Travail demandé> Renvoyez sans aucune modification les lignes des enregistrements ci-dessous, depuis celle qui contient « search: yellow hard hat » jusqu'à la fin des enregistrements, ces deux limites incluses.

Données extraites>
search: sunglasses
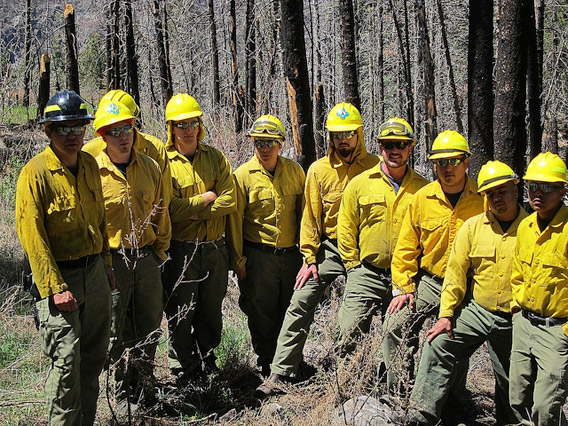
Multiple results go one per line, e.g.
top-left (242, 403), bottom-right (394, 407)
top-left (50, 125), bottom-right (86, 136)
top-left (249, 120), bottom-right (284, 139)
top-left (527, 182), bottom-right (562, 194)
top-left (172, 120), bottom-right (199, 130)
top-left (331, 130), bottom-right (357, 141)
top-left (380, 141), bottom-right (410, 150)
top-left (434, 157), bottom-right (466, 167)
top-left (253, 139), bottom-right (280, 149)
top-left (105, 124), bottom-right (133, 138)
top-left (379, 121), bottom-right (414, 139)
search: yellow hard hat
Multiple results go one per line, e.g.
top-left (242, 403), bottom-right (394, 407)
top-left (523, 152), bottom-right (568, 183)
top-left (429, 130), bottom-right (471, 160)
top-left (93, 98), bottom-right (136, 136)
top-left (166, 93), bottom-right (203, 121)
top-left (103, 89), bottom-right (140, 118)
top-left (477, 161), bottom-right (519, 192)
top-left (377, 117), bottom-right (416, 146)
top-left (325, 102), bottom-right (363, 132)
top-left (248, 114), bottom-right (285, 140)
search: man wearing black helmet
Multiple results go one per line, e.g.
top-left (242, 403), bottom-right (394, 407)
top-left (16, 90), bottom-right (114, 425)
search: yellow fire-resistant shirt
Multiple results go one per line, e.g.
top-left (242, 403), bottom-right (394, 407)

Réponse>
search: yellow hard hat
Multiple results go one per line, e.g.
top-left (242, 403), bottom-right (394, 407)
top-left (523, 152), bottom-right (568, 183)
top-left (429, 130), bottom-right (471, 160)
top-left (93, 98), bottom-right (136, 136)
top-left (166, 93), bottom-right (203, 121)
top-left (103, 89), bottom-right (140, 118)
top-left (477, 161), bottom-right (519, 192)
top-left (377, 117), bottom-right (416, 146)
top-left (325, 102), bottom-right (363, 132)
top-left (248, 114), bottom-right (285, 140)
search: man wearing black helmet
Multiple results go one per line, e.g.
top-left (242, 403), bottom-right (394, 407)
top-left (16, 90), bottom-right (114, 425)
search: yellow fire-resistant shirt
Multiple results go one per line, e.g.
top-left (242, 403), bottom-right (394, 407)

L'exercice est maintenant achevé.